■ Exercise aim ■
This exercise requires every record to be repeated exactly.

■ Source data ■
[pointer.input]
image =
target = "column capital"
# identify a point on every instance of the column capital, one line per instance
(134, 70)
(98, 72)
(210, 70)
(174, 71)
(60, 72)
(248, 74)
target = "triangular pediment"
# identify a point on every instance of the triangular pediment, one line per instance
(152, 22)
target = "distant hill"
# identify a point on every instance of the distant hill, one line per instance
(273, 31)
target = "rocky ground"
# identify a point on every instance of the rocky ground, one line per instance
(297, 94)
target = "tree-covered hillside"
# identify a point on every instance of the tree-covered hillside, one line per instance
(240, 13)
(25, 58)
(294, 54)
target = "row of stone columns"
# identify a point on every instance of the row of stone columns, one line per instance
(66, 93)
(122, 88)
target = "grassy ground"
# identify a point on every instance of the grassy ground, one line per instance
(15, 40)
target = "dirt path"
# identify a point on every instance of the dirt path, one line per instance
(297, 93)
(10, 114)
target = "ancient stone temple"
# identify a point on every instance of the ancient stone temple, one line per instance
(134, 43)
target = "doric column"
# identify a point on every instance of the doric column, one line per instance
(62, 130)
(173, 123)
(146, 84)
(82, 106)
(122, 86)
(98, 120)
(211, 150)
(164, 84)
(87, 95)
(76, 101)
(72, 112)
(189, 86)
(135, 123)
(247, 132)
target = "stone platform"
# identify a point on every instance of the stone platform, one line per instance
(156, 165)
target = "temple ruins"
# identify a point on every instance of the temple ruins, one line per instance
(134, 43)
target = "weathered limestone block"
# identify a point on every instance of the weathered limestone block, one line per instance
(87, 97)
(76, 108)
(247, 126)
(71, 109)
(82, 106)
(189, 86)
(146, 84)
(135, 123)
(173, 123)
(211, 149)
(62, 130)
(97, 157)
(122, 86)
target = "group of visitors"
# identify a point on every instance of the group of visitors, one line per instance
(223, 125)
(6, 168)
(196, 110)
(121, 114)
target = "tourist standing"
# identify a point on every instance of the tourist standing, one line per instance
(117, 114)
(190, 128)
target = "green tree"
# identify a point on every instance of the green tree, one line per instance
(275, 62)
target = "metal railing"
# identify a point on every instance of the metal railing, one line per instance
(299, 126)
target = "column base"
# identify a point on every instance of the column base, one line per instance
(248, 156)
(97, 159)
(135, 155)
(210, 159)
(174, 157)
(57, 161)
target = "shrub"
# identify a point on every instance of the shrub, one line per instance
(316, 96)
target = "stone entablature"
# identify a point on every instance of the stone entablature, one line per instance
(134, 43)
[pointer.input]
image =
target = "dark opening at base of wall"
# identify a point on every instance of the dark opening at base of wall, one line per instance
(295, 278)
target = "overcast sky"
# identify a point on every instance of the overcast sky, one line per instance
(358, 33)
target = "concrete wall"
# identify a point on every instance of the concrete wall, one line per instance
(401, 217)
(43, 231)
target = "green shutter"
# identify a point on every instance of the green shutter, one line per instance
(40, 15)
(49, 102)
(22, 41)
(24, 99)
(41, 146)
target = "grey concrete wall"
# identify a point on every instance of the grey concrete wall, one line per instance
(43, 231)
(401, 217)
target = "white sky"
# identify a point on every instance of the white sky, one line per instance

■ Result below ■
[pointer.input]
image =
target = "column capital"
# identify a point on every instance of the column capital, one line per instance
(134, 70)
(98, 72)
(210, 70)
(174, 71)
(60, 72)
(248, 74)
target = "triangular pediment"
# identify a point on every instance of the triangular pediment, one line per instance
(152, 22)
target = "distant hill"
# identify a point on every instance of the distant hill, one line per instance
(273, 31)
target = "rocky ground"
# identify a point on every instance of the rocky ground, one line per instance
(297, 94)
target = "tree-covered hillside"
# identify a point on every instance of the tree-covered hillside, one line per instance
(240, 13)
(25, 58)
(294, 54)
target = "row of stone columns"
# identify a point on every instance of the row of stone columns, one line per instance
(66, 93)
(122, 88)
target = "grassy ground"
# identify a point on every instance of the grassy ground, one line per instance
(15, 40)
target = "dirt path"
# identify a point on every instance of the dirt path, one line per instance
(297, 93)
(10, 114)
target = "ancient stone temple"
# identify a point on every instance of the ancient stone temple, one line per instance
(134, 43)
target = "doric column"
# identify a point on every instance of the doric column, one line per instance
(62, 130)
(173, 123)
(146, 84)
(82, 106)
(122, 86)
(98, 120)
(211, 150)
(164, 84)
(87, 95)
(76, 101)
(72, 112)
(189, 86)
(135, 123)
(247, 132)
target = "stone platform"
# identify a point on every instance of the stone platform, one line per instance
(156, 165)
target = "temple ruins"
# identify a point on every instance of the temple ruins, one line per instance
(134, 43)
target = "weathered limestone block"
# identify a point on every instance of the weathered limestone block, one line per instance
(87, 97)
(76, 108)
(247, 126)
(71, 109)
(82, 106)
(189, 86)
(146, 84)
(135, 123)
(173, 123)
(211, 149)
(62, 130)
(97, 157)
(122, 86)
target = "group of visitors"
# identify a point on every instance of the group of visitors, one line per instance
(223, 125)
(6, 168)
(196, 110)
(121, 114)
target = "tourist standing"
# identify a point on every instance of the tourist standing, one line per instance
(117, 114)
(190, 128)
target = "green tree"
# identify a point on every instance of the green tree, one line per instance
(275, 62)
target = "metal railing"
# identify a point on every instance of the metal railing, one line per instance
(299, 126)
target = "column base"
# identify a point on every instance of the column base, one line per instance
(248, 156)
(97, 159)
(135, 155)
(210, 159)
(174, 157)
(57, 161)
target = "shrub"
# identify a point on every instance of the shrub, one line per instance
(316, 96)
target = "stone entablature"
# identify a point on every instance of the stone entablature, one line per instance
(134, 43)
[pointer.input]
image =
target = "dark opening at base of wall"
# identify a point on every instance of the dark opening at base of wall, one line per instance
(295, 278)
target = "overcast sky"
# identify a point on every instance of the overcast sky, one line per instance
(358, 33)
target = "concrete wall"
# identify a point on every instance of the concrete wall, one line per instance
(401, 217)
(43, 231)
target = "green shutter"
# identify a point on every instance of the green shutter, one line per instance
(40, 15)
(49, 102)
(22, 41)
(24, 99)
(41, 146)
target = "grey concrete wall"
# identify a point on every instance of the grey concrete wall, one line per instance
(43, 231)
(401, 217)
target = "white sky"
# identify a point on every instance of the white sky, one line per instance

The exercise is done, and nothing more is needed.